::: AVAILABLE DATA :::
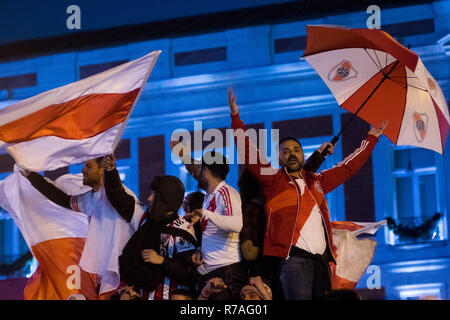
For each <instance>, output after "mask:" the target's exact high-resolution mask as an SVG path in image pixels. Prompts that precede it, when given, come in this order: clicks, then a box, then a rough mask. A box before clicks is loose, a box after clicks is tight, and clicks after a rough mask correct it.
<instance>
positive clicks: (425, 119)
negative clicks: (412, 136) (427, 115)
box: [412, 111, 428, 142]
:::
### ASSIGNMENT
Repeat exactly the lines from the first line of the records above through the line containing "negative clicks: (412, 136) (427, 115)", both included. Leave out the pictures.

### OUTPUT FOR THIS EXERCISE
For each <instance>, output after "mask:" the target's exact high-resolution mask as an SVG path in image pixels. Prompts that precede it, when given, come in this order: clicks, then a box, then a rough mask. A box before clicks is loose, a box after clicks is tight, and clicks after a rough mask correct it.
<instance>
positive clicks: (425, 119)
negative clicks: (412, 136) (427, 115)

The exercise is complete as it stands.